De Commissie is verheugd over het voorlopige akkoord dat vanochtend met het Europees Parlement en de Raad is bereikt om de energie-efficiëntierichtlijn van de EU te herzien en te versterken. Dit akkoord is een nieuwe stap in de richting van de voltooiing van het “Fit for 55”-pakket waarmee de Europese Green Deal en het REPowerEU-plan moeten worden verwezenlijkt. Het toont eens te meer aan dat de EU vastbesloten is om tegen 2050 klimaatneutraal te worden.
De Europese Green Deal is de EU-strategie voor groei op de lange termijn om Europa uiterlijk in 2050 klimaatneutraal te maken. De herziening van de energie-efficiëntierichtlijn is een van de “Fit for 55”-voorstellen die de Commissie in juli 2021 heeft ingediend om het EU-beleid op het gebied van klimaat, energie, landgebruik, vervoer en belastingen zo vorm te geven dat de netto-uitstoot van broeikasgassen tegen 2030 met ten minste 55 % kan worden verlaagd ten opzichte van 1990. Het is van cruciaal belang dat deze emissiereducties de komende tien jaar worden gehaald, wil Europa tegen 2050 het eerste klimaatneutrale continent worden en de Europese Green Deal verwezenlijken.
Energie-efficiëntie is ook een belangrijke pijler van het REPowerEU-plan, oftewel de strategie van de EU om zo snel mogelijk een einde te maken aan de invoer van Russische fossiele brandstoffen. In mei 2022 heeft de Commissie in het kader van het REPowerEU-plan voorgesteld de energie-efficiëntiemaatregelen op lange termijn te versterken, onder meer via een verhoging van de bindende energie-efficiëntiedoelstelling in het kader van het “Fit for 55”-pakket van de Europese Green Deal.
Het is de eerste keer dat het beginsel energie-efficiëntie eerstrechtskracht krijgt, met een expliciete verplichting voor de EU-landen om energie-efficiëntie in aanmerking te nemen bij hun beleid, planning en belangrijkste investeringsbeslissingen in de energiesector en daarbuiten.
In het akkoord is een EU-streefcijfer voor energie-efficiëntie van 11,7 % voor 2030 vastgesteld, wat hoger is dan het oorspronkelijke voorstel van de Commissie in “Fit for 55”. De EU-landen moeten er dus gezamenlijk op toezien dat het primair en eindenergieverbruik nog harder dalen dan in 2020 geraamd werd.
Op grond van het voorlopige akkoord moet de jaarlijkse energiebesparing bijna verdubbelen om een continue vooruitgang zeker te stellen. De EU-landen moeten tussen 2024 en 2030 elk jaar gemiddeld 1,49 % meer besparen op eindenergieverbruik. Momenteel is dat nog 0,8 %, en het moet geleidelijk oplopen tot 1,9 % tegen eind 2030. Dit is een belangrijk instrument om energiebesparing te stimuleren in eindgebruikerssectoren zoals gebouwen, de industrie en vervoer.

OPDRACHT 1 >>
Geef het stuk van de tekst over energie-efficiëntie van "Het is de eerste" tot "2020 geraamd werd." opnieuw, maar vervang daarin "EU-landen" door "lidstaten".
De tekst en de gegevens hebben niets met elkaar te maken.

GEGEVENS >>
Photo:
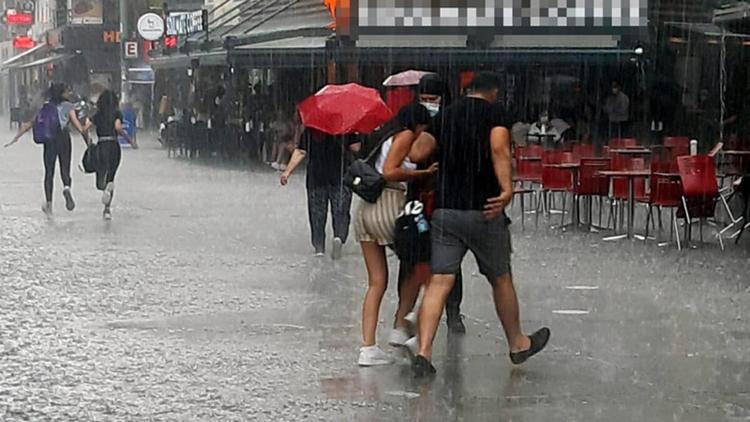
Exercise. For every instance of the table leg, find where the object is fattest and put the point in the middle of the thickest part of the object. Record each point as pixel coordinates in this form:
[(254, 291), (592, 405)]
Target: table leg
[(631, 205)]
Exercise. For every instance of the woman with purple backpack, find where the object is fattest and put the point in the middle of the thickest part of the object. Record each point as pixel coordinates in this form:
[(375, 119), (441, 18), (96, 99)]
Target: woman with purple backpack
[(56, 141)]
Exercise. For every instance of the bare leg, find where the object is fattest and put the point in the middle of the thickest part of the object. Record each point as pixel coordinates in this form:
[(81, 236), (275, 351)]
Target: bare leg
[(432, 307), (409, 291), (377, 278), (506, 306)]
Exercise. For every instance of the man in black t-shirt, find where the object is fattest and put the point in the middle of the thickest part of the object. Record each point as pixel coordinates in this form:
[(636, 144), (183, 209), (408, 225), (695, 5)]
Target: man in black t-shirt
[(327, 161), (474, 187)]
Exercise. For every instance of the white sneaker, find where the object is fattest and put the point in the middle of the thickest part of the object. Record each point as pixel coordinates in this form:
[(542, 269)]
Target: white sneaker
[(338, 245), (107, 194), (373, 356), (411, 318), (398, 337), (412, 346)]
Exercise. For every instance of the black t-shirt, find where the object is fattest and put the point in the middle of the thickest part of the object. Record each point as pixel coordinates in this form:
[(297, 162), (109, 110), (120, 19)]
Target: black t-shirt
[(327, 157), (466, 176), (105, 125)]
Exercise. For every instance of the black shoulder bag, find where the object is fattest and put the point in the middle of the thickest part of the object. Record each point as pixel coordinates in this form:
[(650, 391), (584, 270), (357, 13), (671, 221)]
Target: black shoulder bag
[(362, 177)]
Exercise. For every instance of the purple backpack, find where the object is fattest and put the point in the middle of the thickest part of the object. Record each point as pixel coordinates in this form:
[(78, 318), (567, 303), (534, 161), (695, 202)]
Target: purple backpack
[(46, 123)]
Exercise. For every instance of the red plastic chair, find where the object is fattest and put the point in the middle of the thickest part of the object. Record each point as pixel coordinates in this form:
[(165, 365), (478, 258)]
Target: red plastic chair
[(584, 151), (679, 145), (591, 184), (700, 191), (557, 180), (665, 192)]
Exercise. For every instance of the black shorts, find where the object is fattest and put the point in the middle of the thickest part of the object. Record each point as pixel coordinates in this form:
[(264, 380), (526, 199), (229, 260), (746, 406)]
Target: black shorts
[(455, 232)]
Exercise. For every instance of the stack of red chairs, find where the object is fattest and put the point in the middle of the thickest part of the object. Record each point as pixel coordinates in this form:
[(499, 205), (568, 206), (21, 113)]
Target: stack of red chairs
[(700, 191), (620, 184), (679, 145), (665, 192), (557, 180), (591, 184)]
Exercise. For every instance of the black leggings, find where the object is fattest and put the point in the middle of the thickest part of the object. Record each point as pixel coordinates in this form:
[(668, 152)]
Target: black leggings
[(58, 148), (108, 157)]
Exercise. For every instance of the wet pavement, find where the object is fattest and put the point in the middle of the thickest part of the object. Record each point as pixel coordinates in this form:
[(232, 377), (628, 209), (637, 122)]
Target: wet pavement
[(201, 301)]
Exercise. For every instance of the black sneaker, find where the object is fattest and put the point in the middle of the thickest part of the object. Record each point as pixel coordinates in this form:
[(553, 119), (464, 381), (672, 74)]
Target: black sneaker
[(70, 205), (455, 323), (538, 341), (422, 367)]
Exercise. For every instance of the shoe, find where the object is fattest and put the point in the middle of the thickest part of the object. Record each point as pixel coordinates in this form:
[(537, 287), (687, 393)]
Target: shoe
[(455, 323), (338, 245), (107, 194), (70, 204), (47, 208), (422, 367), (398, 337), (412, 346), (373, 356), (538, 341)]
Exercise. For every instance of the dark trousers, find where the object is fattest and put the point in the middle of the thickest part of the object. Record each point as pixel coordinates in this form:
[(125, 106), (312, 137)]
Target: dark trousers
[(456, 296), (108, 160), (318, 199), (57, 149)]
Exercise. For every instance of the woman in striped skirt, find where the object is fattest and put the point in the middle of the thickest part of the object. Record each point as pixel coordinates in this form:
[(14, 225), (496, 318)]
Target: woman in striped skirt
[(375, 224)]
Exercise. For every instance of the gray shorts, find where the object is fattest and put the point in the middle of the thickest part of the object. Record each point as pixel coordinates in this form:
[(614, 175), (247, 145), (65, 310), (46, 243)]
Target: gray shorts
[(455, 232)]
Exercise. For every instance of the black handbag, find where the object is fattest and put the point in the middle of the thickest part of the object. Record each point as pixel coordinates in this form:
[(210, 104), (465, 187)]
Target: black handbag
[(362, 177), (90, 159)]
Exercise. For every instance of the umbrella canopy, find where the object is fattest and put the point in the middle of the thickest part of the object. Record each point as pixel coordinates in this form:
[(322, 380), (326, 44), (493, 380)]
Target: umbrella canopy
[(407, 78), (344, 109)]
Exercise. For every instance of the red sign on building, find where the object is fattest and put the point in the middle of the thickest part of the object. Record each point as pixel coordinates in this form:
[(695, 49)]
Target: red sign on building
[(17, 18), (23, 43)]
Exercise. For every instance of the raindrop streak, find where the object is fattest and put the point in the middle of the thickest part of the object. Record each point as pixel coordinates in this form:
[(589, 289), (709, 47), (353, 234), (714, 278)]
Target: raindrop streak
[(570, 312)]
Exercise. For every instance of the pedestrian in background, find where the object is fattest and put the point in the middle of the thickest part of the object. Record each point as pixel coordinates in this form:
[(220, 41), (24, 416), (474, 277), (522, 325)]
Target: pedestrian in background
[(375, 224), (108, 122), (327, 157), (59, 147), (474, 188)]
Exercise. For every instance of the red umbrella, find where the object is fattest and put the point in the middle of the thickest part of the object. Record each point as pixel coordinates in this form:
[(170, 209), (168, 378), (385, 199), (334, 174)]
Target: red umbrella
[(407, 78), (344, 109)]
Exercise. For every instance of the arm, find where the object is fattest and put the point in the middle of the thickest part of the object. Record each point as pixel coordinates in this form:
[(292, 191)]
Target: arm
[(79, 127), (502, 163), (423, 148), (297, 157), (21, 131), (122, 132), (392, 170)]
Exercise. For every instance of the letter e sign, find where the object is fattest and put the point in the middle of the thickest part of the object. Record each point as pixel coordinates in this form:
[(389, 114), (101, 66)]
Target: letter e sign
[(131, 50)]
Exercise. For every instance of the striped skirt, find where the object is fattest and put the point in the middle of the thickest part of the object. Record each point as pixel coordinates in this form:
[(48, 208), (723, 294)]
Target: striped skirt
[(377, 222)]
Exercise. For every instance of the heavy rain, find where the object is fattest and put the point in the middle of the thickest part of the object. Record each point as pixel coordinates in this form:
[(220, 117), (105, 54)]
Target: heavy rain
[(333, 210)]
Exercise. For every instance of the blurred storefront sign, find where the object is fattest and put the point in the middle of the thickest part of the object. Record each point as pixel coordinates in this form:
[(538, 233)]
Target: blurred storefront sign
[(86, 12)]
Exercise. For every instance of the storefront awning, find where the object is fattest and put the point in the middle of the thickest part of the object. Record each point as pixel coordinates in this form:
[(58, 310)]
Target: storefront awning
[(51, 59), (26, 54), (286, 52), (183, 61)]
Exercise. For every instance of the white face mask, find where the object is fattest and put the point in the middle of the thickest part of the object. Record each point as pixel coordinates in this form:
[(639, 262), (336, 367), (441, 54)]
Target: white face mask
[(433, 108)]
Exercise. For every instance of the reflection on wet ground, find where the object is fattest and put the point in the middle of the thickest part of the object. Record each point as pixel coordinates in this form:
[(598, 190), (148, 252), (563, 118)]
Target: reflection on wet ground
[(200, 301)]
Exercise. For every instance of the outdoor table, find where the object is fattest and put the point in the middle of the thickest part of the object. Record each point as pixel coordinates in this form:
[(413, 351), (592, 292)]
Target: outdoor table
[(631, 175), (631, 151), (574, 169)]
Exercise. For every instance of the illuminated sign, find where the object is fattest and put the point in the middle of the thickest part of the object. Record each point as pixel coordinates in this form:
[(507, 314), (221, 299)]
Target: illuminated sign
[(186, 23), (170, 41), (14, 17), (23, 43), (446, 17)]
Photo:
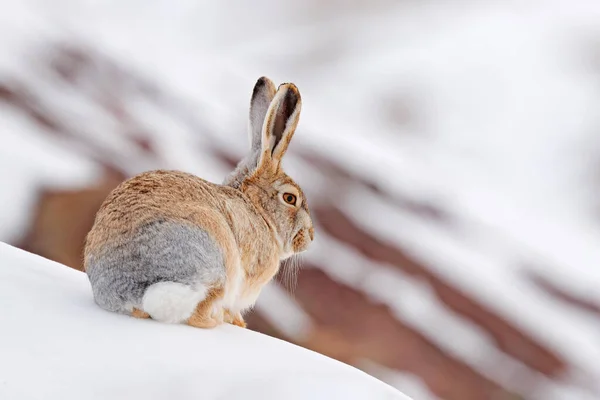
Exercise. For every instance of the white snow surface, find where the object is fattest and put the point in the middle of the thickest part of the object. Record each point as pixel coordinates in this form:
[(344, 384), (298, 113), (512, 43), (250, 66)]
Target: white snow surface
[(56, 343), (503, 98)]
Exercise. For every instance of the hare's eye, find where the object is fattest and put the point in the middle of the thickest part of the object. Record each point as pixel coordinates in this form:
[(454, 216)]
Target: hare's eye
[(289, 198)]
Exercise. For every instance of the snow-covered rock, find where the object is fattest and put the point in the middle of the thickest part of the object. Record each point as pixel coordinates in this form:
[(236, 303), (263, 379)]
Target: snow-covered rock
[(57, 344)]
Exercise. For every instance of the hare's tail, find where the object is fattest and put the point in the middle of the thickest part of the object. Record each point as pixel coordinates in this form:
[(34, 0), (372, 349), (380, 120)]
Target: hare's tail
[(172, 302)]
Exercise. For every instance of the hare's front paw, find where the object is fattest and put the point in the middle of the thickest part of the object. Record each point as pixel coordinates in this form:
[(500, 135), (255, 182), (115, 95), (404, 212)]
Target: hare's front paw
[(234, 319)]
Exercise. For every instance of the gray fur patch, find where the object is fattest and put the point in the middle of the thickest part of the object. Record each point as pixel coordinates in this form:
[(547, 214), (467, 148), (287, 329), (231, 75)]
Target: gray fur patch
[(160, 251)]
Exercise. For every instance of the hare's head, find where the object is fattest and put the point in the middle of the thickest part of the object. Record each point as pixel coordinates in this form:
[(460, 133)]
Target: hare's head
[(274, 115)]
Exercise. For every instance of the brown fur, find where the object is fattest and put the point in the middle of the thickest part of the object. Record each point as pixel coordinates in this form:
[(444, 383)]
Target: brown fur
[(246, 220), (137, 313), (203, 315)]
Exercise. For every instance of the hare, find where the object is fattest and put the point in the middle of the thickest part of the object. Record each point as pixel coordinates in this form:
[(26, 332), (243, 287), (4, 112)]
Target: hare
[(173, 247)]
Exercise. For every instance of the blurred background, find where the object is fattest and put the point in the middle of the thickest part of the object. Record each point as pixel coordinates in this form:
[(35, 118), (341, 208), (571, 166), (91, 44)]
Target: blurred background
[(450, 151)]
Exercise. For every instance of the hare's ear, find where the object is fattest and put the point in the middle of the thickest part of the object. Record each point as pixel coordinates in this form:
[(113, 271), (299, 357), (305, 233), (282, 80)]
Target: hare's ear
[(262, 95), (280, 124)]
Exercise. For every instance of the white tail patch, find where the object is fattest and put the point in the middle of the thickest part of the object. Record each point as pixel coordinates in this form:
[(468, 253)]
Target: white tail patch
[(172, 302)]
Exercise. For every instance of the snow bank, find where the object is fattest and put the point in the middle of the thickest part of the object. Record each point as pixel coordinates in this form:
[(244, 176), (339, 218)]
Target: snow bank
[(56, 343)]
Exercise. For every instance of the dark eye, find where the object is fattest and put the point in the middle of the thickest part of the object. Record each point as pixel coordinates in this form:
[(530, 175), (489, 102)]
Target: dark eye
[(289, 198)]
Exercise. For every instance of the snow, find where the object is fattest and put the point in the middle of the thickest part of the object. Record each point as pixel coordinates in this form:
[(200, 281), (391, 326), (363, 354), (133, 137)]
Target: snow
[(503, 134), (57, 344)]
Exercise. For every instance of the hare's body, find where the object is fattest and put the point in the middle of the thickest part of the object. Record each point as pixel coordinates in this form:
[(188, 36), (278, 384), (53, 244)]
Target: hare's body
[(172, 246), (202, 236)]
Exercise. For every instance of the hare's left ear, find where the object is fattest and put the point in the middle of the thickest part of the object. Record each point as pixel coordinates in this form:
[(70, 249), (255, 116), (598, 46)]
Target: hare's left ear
[(262, 95), (279, 125)]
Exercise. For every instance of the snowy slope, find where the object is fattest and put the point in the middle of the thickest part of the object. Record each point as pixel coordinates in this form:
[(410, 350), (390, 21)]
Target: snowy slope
[(57, 344), (501, 132)]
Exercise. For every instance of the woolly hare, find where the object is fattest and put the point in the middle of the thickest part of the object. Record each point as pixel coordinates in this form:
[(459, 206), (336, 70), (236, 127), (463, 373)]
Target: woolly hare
[(171, 246)]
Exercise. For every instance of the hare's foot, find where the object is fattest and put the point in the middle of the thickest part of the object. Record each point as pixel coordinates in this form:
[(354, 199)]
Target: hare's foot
[(234, 319), (137, 313), (205, 315)]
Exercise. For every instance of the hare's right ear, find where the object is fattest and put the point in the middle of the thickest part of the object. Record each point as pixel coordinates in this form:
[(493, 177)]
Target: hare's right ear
[(262, 95)]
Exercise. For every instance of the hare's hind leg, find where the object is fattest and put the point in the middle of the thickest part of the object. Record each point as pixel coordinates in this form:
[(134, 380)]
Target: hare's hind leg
[(172, 302), (208, 314), (235, 319), (137, 313)]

OPDRACHT 2 >>
Neem de gegevens woordelijk over vanaf het begin tot en met de regel met "[(631, 205)]", maar laat de afbeeldingen weg.

EINDRESULTAAT 1 >>
Het is de eerste keer dat het beginsel energie-efficiëntie eerstrechtskracht krijgt, met een expliciete verplichting voor de lidstaten om energie-efficiëntie in aanmerking te nemen bij hun beleid, planning en belangrijkste investeringsbeslissingen in de energiesector en daarbuiten.
In het akkoord is een EU-streefcijfer voor energie-efficiëntie van 11,7 % voor 2030 vastgesteld, wat hoger is dan het oorspronkelijke voorstel van de Commissie in “Fit for 55”. De lidstaten moeten er dus gezamenlijk op toezien dat het primair en eindenergieverbruik nog harder dalen dan in 2020 geraamd werd.

EINDRESULTAAT 2 >>
Photo:
Exercise. For every instance of the table leg, find where the object is fattest and put the point in the middle of the thickest part of the object. Record each point as pixel coordinates in this form:
[(254, 291), (592, 405)]
Target: table leg
[(631, 205)]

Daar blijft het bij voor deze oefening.